** SOURCE EXCERPT **
⟨

LANGUAGE


Giving water to the birds, I scan the plants to see what has survived this winter.

Something small & creamy white on the native honeysuckle (Lonicera albiflora. ).  A delicate fold of a flower:  cream, pale yellow.  I lean over and breathe it in:  a scent as beautiful and subtle as the flower itself...not the cloyingly sticky smell of its Japanese kin.  This one is a humble native.  It has no need to be showy.  It has its sense of place & belonging.

What language of the sun & clouds & wind & earth has it heard that it answers with its own flowering?  What language do I hear in the finch's joyous exultation and the southern wind-whisper that tells me perhaps for the moment I can unclothe and be warm in my own returning flowering?

For the moment, there is respite from the eternal decline.

The sparrows hear it too:  already busy with clumps of grassy stuff clamped in their beaks:  nest foundations.

The language of awakening.  We need the decline to remind us to pay attention.

⟩

** EXERCISE TASKS **
1 > In the "Language" piece, what are the sparrows carrying in their beaks?
2 > Reproduce word for word the part of the "Language" piece between "What language of" and "own returning flowering?", inclusive.
The records come from a different source than the "Language" piece.

(Labeled-object pointing entries)
⟨

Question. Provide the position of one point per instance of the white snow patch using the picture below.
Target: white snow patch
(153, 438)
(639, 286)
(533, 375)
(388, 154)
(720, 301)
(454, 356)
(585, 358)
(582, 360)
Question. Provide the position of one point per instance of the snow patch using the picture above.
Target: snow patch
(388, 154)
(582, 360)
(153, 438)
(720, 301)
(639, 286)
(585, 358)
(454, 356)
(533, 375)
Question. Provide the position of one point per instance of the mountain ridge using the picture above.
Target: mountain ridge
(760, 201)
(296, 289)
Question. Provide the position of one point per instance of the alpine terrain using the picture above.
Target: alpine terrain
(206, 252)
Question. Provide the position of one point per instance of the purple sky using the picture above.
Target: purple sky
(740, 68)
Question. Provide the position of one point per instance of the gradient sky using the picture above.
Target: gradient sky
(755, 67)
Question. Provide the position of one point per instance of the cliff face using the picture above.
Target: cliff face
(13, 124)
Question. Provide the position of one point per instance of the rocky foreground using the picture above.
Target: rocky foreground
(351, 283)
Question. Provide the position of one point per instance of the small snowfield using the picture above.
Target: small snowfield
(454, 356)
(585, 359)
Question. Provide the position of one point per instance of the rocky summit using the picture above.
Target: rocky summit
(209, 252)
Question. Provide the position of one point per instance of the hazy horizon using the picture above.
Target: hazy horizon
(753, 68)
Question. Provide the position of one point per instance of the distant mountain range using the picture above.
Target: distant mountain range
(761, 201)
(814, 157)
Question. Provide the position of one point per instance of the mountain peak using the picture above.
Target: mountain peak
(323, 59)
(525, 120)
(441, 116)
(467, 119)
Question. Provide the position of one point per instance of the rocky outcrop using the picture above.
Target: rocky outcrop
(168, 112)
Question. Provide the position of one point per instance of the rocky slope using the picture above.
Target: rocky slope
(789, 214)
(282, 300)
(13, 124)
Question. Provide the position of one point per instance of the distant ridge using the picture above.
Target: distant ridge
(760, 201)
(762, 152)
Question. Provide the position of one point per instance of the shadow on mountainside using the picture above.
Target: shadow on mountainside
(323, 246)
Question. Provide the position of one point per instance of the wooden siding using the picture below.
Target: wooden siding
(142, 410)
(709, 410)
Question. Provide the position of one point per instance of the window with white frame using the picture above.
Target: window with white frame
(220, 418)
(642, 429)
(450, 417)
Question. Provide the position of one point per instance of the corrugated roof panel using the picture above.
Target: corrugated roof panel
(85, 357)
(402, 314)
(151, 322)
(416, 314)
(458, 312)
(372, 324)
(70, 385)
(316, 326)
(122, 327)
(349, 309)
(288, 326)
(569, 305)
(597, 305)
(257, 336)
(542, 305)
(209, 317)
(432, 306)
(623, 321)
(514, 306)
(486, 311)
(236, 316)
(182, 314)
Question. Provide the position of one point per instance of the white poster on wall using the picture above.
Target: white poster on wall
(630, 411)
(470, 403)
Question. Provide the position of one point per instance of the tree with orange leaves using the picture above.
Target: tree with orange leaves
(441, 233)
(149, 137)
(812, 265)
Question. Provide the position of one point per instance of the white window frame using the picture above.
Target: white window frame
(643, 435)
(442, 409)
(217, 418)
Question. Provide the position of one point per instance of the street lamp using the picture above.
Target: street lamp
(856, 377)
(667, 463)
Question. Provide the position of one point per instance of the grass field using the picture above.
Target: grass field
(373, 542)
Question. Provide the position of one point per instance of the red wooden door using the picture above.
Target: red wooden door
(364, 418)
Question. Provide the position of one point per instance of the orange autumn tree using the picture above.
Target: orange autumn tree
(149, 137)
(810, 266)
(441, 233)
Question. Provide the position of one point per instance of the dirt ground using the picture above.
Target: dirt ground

⟩

** RESPONSE LIST **
1 > Clumps of grassy stuff for nest foundations.

2 >
What language of the sun & clouds & wind & earth has it heard that it answers with its own flowering?  What language do I hear in the finch's joyous exultation and the southern wind-whisper that tells me perhaps for the moment I can unclothe and be warm in my own returning flowering?